▸ YOUR INSTRUCTIONS
Keep the pictures out of the copy and print all the entries below exactly.

********

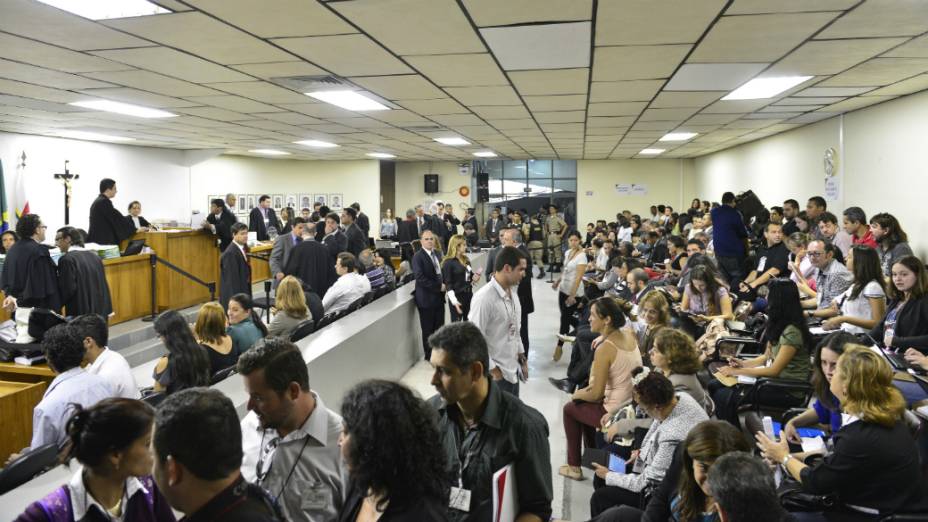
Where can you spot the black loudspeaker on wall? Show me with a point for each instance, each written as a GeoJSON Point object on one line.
{"type": "Point", "coordinates": [483, 187]}
{"type": "Point", "coordinates": [431, 183]}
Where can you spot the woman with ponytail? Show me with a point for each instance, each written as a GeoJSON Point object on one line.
{"type": "Point", "coordinates": [111, 441]}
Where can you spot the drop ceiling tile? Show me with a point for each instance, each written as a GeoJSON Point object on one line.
{"type": "Point", "coordinates": [642, 22]}
{"type": "Point", "coordinates": [569, 102]}
{"type": "Point", "coordinates": [916, 84]}
{"type": "Point", "coordinates": [277, 18]}
{"type": "Point", "coordinates": [637, 62]}
{"type": "Point", "coordinates": [546, 46]}
{"type": "Point", "coordinates": [616, 108]}
{"type": "Point", "coordinates": [500, 112]}
{"type": "Point", "coordinates": [823, 57]}
{"type": "Point", "coordinates": [712, 76]}
{"type": "Point", "coordinates": [637, 90]}
{"type": "Point", "coordinates": [881, 18]}
{"type": "Point", "coordinates": [879, 71]}
{"type": "Point", "coordinates": [511, 12]}
{"type": "Point", "coordinates": [201, 35]}
{"type": "Point", "coordinates": [499, 95]}
{"type": "Point", "coordinates": [440, 25]}
{"type": "Point", "coordinates": [345, 55]}
{"type": "Point", "coordinates": [431, 107]}
{"type": "Point", "coordinates": [558, 81]}
{"type": "Point", "coordinates": [403, 87]}
{"type": "Point", "coordinates": [176, 64]}
{"type": "Point", "coordinates": [757, 38]}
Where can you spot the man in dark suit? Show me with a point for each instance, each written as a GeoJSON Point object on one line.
{"type": "Point", "coordinates": [357, 239]}
{"type": "Point", "coordinates": [219, 222]}
{"type": "Point", "coordinates": [364, 223]}
{"type": "Point", "coordinates": [107, 225]}
{"type": "Point", "coordinates": [284, 244]}
{"type": "Point", "coordinates": [234, 268]}
{"type": "Point", "coordinates": [263, 217]}
{"type": "Point", "coordinates": [430, 299]}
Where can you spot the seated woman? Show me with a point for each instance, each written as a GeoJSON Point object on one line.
{"type": "Point", "coordinates": [245, 326]}
{"type": "Point", "coordinates": [905, 324]}
{"type": "Point", "coordinates": [874, 468]}
{"type": "Point", "coordinates": [187, 364]}
{"type": "Point", "coordinates": [609, 384]}
{"type": "Point", "coordinates": [405, 479]}
{"type": "Point", "coordinates": [674, 414]}
{"type": "Point", "coordinates": [136, 222]}
{"type": "Point", "coordinates": [290, 304]}
{"type": "Point", "coordinates": [705, 297]}
{"type": "Point", "coordinates": [210, 330]}
{"type": "Point", "coordinates": [112, 441]}
{"type": "Point", "coordinates": [786, 339]}
{"type": "Point", "coordinates": [683, 495]}
{"type": "Point", "coordinates": [862, 305]}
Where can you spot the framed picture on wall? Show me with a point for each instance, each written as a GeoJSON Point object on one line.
{"type": "Point", "coordinates": [306, 201]}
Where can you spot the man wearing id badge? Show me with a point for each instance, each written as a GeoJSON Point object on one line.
{"type": "Point", "coordinates": [289, 437]}
{"type": "Point", "coordinates": [484, 429]}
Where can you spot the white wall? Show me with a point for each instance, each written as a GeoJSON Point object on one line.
{"type": "Point", "coordinates": [156, 177]}
{"type": "Point", "coordinates": [354, 180]}
{"type": "Point", "coordinates": [881, 168]}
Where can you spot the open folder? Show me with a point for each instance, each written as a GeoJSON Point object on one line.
{"type": "Point", "coordinates": [505, 502]}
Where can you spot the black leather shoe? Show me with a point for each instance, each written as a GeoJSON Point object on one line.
{"type": "Point", "coordinates": [562, 384]}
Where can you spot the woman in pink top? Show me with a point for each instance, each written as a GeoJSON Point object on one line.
{"type": "Point", "coordinates": [610, 381]}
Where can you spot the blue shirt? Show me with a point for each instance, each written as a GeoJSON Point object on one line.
{"type": "Point", "coordinates": [52, 413]}
{"type": "Point", "coordinates": [728, 232]}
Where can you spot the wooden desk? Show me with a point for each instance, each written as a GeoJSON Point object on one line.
{"type": "Point", "coordinates": [17, 400]}
{"type": "Point", "coordinates": [22, 373]}
{"type": "Point", "coordinates": [130, 286]}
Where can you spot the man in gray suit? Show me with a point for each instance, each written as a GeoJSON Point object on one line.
{"type": "Point", "coordinates": [280, 254]}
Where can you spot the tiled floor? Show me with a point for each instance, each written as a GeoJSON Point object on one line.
{"type": "Point", "coordinates": [571, 499]}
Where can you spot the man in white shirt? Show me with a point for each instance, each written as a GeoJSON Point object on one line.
{"type": "Point", "coordinates": [495, 309]}
{"type": "Point", "coordinates": [102, 361]}
{"type": "Point", "coordinates": [348, 288]}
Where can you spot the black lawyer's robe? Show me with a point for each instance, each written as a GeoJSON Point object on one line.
{"type": "Point", "coordinates": [107, 225]}
{"type": "Point", "coordinates": [30, 276]}
{"type": "Point", "coordinates": [82, 283]}
{"type": "Point", "coordinates": [234, 274]}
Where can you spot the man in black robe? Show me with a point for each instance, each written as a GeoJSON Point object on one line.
{"type": "Point", "coordinates": [220, 221]}
{"type": "Point", "coordinates": [234, 268]}
{"type": "Point", "coordinates": [81, 278]}
{"type": "Point", "coordinates": [107, 225]}
{"type": "Point", "coordinates": [310, 261]}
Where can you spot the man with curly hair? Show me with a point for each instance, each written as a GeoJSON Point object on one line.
{"type": "Point", "coordinates": [289, 437]}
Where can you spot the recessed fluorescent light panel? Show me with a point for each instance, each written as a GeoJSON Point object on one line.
{"type": "Point", "coordinates": [316, 143]}
{"type": "Point", "coordinates": [678, 136]}
{"type": "Point", "coordinates": [93, 136]}
{"type": "Point", "coordinates": [760, 88]}
{"type": "Point", "coordinates": [107, 9]}
{"type": "Point", "coordinates": [452, 141]}
{"type": "Point", "coordinates": [124, 108]}
{"type": "Point", "coordinates": [349, 100]}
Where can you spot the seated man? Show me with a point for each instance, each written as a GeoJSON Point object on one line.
{"type": "Point", "coordinates": [64, 350]}
{"type": "Point", "coordinates": [102, 361]}
{"type": "Point", "coordinates": [197, 448]}
{"type": "Point", "coordinates": [348, 288]}
{"type": "Point", "coordinates": [772, 261]}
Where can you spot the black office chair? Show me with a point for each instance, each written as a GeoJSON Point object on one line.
{"type": "Point", "coordinates": [27, 466]}
{"type": "Point", "coordinates": [302, 330]}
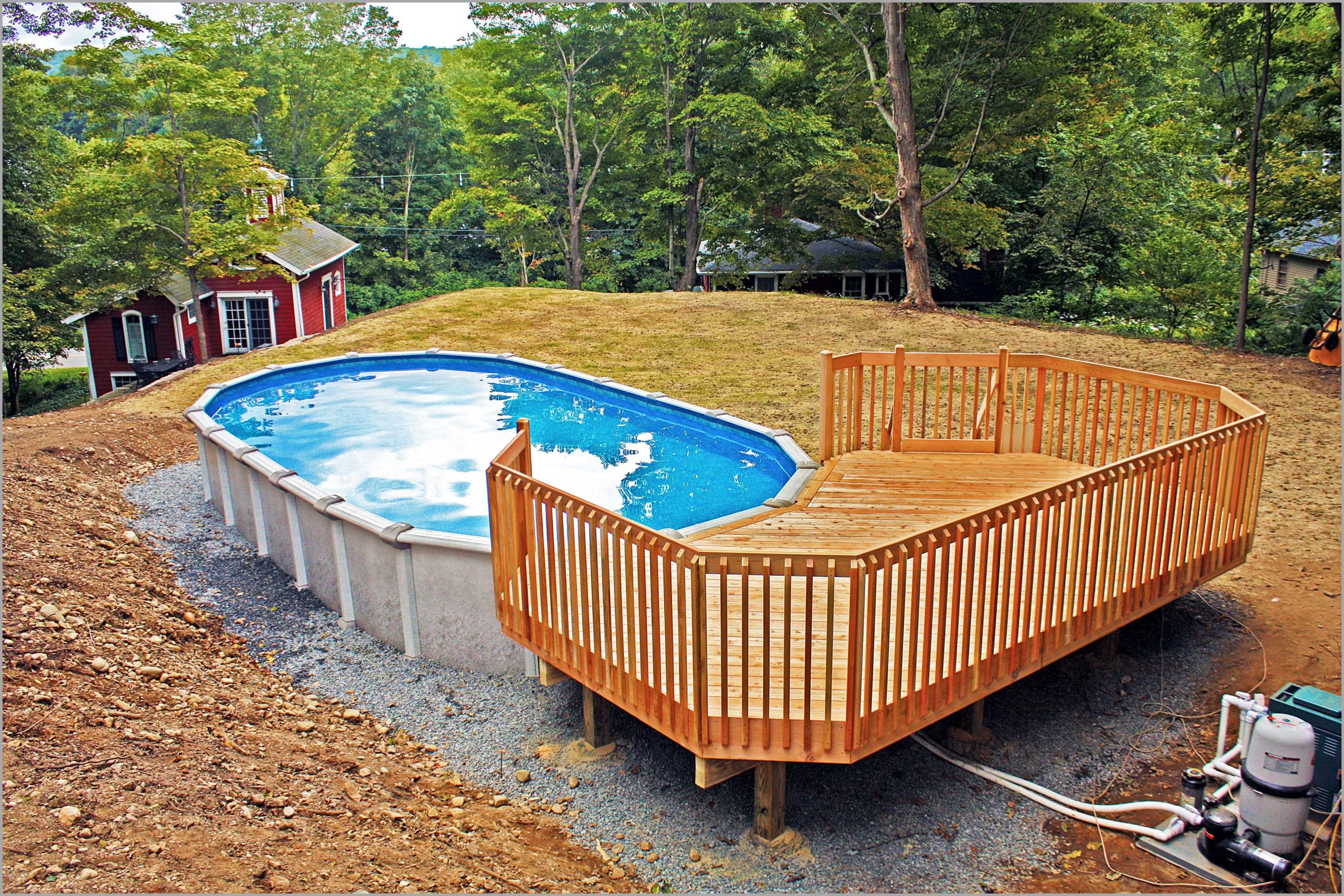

********

▸ SOLVED EXERCISE
Where can you spot the black loudspeaker on wall? Show me with a point for each instance, each written as a GeoJSON Point object on one line.
{"type": "Point", "coordinates": [483, 187]}
{"type": "Point", "coordinates": [431, 183]}
Where can you spot the woman with ponytail? Show me with a point for each instance, each written as a GeoJSON Point object on one line.
{"type": "Point", "coordinates": [111, 441]}
Where can you spot the drop ceiling tile? Show me with a point for each instance, each written as a GeoJSON Point object on one line.
{"type": "Point", "coordinates": [642, 22]}
{"type": "Point", "coordinates": [569, 102]}
{"type": "Point", "coordinates": [916, 84]}
{"type": "Point", "coordinates": [277, 18]}
{"type": "Point", "coordinates": [637, 62]}
{"type": "Point", "coordinates": [546, 46]}
{"type": "Point", "coordinates": [616, 108]}
{"type": "Point", "coordinates": [500, 112]}
{"type": "Point", "coordinates": [823, 57]}
{"type": "Point", "coordinates": [712, 76]}
{"type": "Point", "coordinates": [637, 90]}
{"type": "Point", "coordinates": [881, 18]}
{"type": "Point", "coordinates": [879, 71]}
{"type": "Point", "coordinates": [511, 12]}
{"type": "Point", "coordinates": [201, 35]}
{"type": "Point", "coordinates": [499, 95]}
{"type": "Point", "coordinates": [440, 25]}
{"type": "Point", "coordinates": [345, 55]}
{"type": "Point", "coordinates": [431, 107]}
{"type": "Point", "coordinates": [558, 81]}
{"type": "Point", "coordinates": [403, 87]}
{"type": "Point", "coordinates": [176, 64]}
{"type": "Point", "coordinates": [757, 38]}
Where can you spot the man in dark suit? Show me with a point for each instance, each written as a GeoJSON Point object on one line.
{"type": "Point", "coordinates": [357, 239]}
{"type": "Point", "coordinates": [219, 222]}
{"type": "Point", "coordinates": [364, 223]}
{"type": "Point", "coordinates": [107, 225]}
{"type": "Point", "coordinates": [284, 244]}
{"type": "Point", "coordinates": [234, 268]}
{"type": "Point", "coordinates": [263, 217]}
{"type": "Point", "coordinates": [430, 299]}
Where can you spot the seated woman? Show me with a point for each instance, each written as a GeoJSON Point object on one line.
{"type": "Point", "coordinates": [245, 326]}
{"type": "Point", "coordinates": [905, 324]}
{"type": "Point", "coordinates": [874, 468]}
{"type": "Point", "coordinates": [187, 364]}
{"type": "Point", "coordinates": [609, 384]}
{"type": "Point", "coordinates": [405, 479]}
{"type": "Point", "coordinates": [674, 414]}
{"type": "Point", "coordinates": [136, 222]}
{"type": "Point", "coordinates": [290, 304]}
{"type": "Point", "coordinates": [705, 297]}
{"type": "Point", "coordinates": [210, 330]}
{"type": "Point", "coordinates": [112, 441]}
{"type": "Point", "coordinates": [786, 339]}
{"type": "Point", "coordinates": [683, 495]}
{"type": "Point", "coordinates": [862, 305]}
Where can you spot the framed picture on wall? Show me with a point for each instance, each written as a GeoJSON Point object on one line.
{"type": "Point", "coordinates": [306, 201]}
Where can you spot the man wearing id badge? Show me with a point for each instance, each written as a GeoJSON Point object on one line.
{"type": "Point", "coordinates": [289, 437]}
{"type": "Point", "coordinates": [484, 429]}
Where can you spot the white wall? Show me with a point for each instance, each written as a GeoJSON Point object on one line.
{"type": "Point", "coordinates": [156, 177]}
{"type": "Point", "coordinates": [354, 180]}
{"type": "Point", "coordinates": [881, 168]}
Where can you spot the open folder? Show me with a point for each instance, each written as a GeoJSON Point object on one line.
{"type": "Point", "coordinates": [505, 502]}
Where can you spot the black leather shoe? Show me with a point for each instance, each written as a GeoJSON Point object on one line.
{"type": "Point", "coordinates": [562, 384]}
Where can you spot the woman in pink top? Show me with a point for each instance, each written as a GeoJSON Point object on one line.
{"type": "Point", "coordinates": [610, 381]}
Where can you spot the blue shirt? Show me with a point for each instance, each written as a GeoJSON Point object on one line.
{"type": "Point", "coordinates": [52, 413]}
{"type": "Point", "coordinates": [728, 232]}
Where can you spot the wooden desk? Show me with a point for each instance, each written as a GeoJSON Point object on one line.
{"type": "Point", "coordinates": [17, 400]}
{"type": "Point", "coordinates": [22, 373]}
{"type": "Point", "coordinates": [130, 286]}
Where can you spot the man in gray suit? Show me with a point for each instance, each written as a GeoJSON Point object on one line.
{"type": "Point", "coordinates": [280, 254]}
Where can you spot the tiled floor? Show me with a point for each instance, each written as a GeoJSON Point object on one line.
{"type": "Point", "coordinates": [571, 499]}
Where can you spot the man in white shirt? Show me with a point for each instance, each written as a GeoJSON Point object on one line.
{"type": "Point", "coordinates": [495, 309]}
{"type": "Point", "coordinates": [102, 361]}
{"type": "Point", "coordinates": [348, 288]}
Where can you spot the black lawyer's robe? Show me with a point for each instance, each written as a GeoJSON Point object on one line.
{"type": "Point", "coordinates": [107, 225]}
{"type": "Point", "coordinates": [30, 276]}
{"type": "Point", "coordinates": [82, 283]}
{"type": "Point", "coordinates": [234, 274]}
Where can you spot the man in black robe? Show me with a point for each instance, each written as a GeoJSON Point object on one line.
{"type": "Point", "coordinates": [220, 221]}
{"type": "Point", "coordinates": [234, 268]}
{"type": "Point", "coordinates": [81, 278]}
{"type": "Point", "coordinates": [107, 225]}
{"type": "Point", "coordinates": [310, 261]}
Where can you spot the man with curly hair? Show me with a point for each instance, each written as a GeoJSON Point object on one line.
{"type": "Point", "coordinates": [289, 437]}
Where can you spot the recessed fluorescent light panel? Show me with a point for each instance, each written as a GeoJSON Point object on one line.
{"type": "Point", "coordinates": [316, 143]}
{"type": "Point", "coordinates": [678, 136]}
{"type": "Point", "coordinates": [93, 136]}
{"type": "Point", "coordinates": [760, 88]}
{"type": "Point", "coordinates": [107, 9]}
{"type": "Point", "coordinates": [452, 141]}
{"type": "Point", "coordinates": [124, 108]}
{"type": "Point", "coordinates": [349, 100]}
Where can you spot the seated man? Show me with a point for each instance, each written as a GeoJSON Point object on one line.
{"type": "Point", "coordinates": [64, 350]}
{"type": "Point", "coordinates": [102, 361]}
{"type": "Point", "coordinates": [197, 448]}
{"type": "Point", "coordinates": [348, 288]}
{"type": "Point", "coordinates": [772, 261]}
Where can you spot the black office chair? Show me with a point for each instance, each written as a GeoJSON Point object on one line.
{"type": "Point", "coordinates": [27, 466]}
{"type": "Point", "coordinates": [302, 330]}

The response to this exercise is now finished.